Pinpointing Pain Treatments
Here is a quick reference guide to pain treatments. When seeking treatment options, consult with a pharmacist or physician for one’s specific pain issue.

Pain, the occasional visitor or the unwanted guest who refuses to leave, cripples life. The good news is that Wisconsin’s health care professionals are intent on stopping both.

Three pain specialists define pain and its effects in medical and everyday terms. Dr. Dermott More-O’Ferrall, chief medical officer of Advanced Pain Management in Greenfield; Dr. Nathan Rudin, medical director of the UW-Madison Health Pain Treatment and Research Center; and Dr. Yechiel Kleen, a ProHealth Care pyschiatrist in Waukesha, emphasize containing acute, episodic pain before it becomes a debilitating, chronic condition. "There are different types of pain, including a stabbing, burning sensation and acute neuropathic that affects the central nervous system," More-O’Ferrall says.
# # #
TO DO: Decide whether each statement below agrees with the excerpt on pain treatments. Answer yes or no for each and quote the deciding words of the text. 1. Dr. Nathan Rudin is chief medical officer of Advanced Pain Management in Greenfield. 2. The specialists stress containing acute, episodic pain before it turns chronic. 3. The guide advises consulting a pharmacist or physician about one's specific pain issue.

SUPPLIED MATERIAL:
# # #
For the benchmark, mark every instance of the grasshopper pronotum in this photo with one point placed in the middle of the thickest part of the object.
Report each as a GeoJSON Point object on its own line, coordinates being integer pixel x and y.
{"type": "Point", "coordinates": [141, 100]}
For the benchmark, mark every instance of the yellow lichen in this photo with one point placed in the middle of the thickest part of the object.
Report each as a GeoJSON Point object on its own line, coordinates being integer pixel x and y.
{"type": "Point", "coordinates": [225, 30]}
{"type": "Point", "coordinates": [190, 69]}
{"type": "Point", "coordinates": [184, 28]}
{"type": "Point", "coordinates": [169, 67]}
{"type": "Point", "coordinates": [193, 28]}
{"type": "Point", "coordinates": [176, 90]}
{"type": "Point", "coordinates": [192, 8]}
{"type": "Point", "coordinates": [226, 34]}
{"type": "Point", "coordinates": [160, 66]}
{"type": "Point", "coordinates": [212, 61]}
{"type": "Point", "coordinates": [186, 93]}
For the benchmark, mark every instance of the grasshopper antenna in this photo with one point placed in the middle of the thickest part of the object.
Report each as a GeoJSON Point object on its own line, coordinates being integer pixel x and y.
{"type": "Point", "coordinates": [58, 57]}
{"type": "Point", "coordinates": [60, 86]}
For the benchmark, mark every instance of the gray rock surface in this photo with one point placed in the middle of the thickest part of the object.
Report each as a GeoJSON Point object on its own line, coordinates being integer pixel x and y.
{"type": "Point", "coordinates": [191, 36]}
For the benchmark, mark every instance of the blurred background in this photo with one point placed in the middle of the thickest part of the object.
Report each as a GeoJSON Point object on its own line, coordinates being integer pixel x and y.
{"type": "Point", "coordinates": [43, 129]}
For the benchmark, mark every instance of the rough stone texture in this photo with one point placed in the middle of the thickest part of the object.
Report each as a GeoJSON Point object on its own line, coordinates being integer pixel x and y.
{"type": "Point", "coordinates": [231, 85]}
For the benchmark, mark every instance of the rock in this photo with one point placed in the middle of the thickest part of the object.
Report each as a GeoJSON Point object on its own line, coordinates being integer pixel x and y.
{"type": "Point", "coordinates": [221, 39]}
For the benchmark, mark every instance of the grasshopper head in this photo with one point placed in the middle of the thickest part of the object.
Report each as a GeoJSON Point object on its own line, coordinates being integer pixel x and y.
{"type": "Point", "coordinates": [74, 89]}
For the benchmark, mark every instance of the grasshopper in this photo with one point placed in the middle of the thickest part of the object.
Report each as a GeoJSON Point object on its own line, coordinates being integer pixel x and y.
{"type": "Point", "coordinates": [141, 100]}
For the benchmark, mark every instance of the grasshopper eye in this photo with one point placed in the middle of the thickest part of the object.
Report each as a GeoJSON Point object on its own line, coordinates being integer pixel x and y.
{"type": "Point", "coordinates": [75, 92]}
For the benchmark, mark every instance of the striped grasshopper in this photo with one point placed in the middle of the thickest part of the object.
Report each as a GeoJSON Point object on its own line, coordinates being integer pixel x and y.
# # #
ANSWER TO THIS PROBLEM:
1. No: "Dr. Nathan Rudin, medical director of the UW-Madison Health Pain Treatment and Research Center"
2. Yes: "emphasize containing acute, episodic pain before it becomes a debilitating, chronic condition"
3. Yes: "consult with a pharmacist or physician for one’s specific pain issue"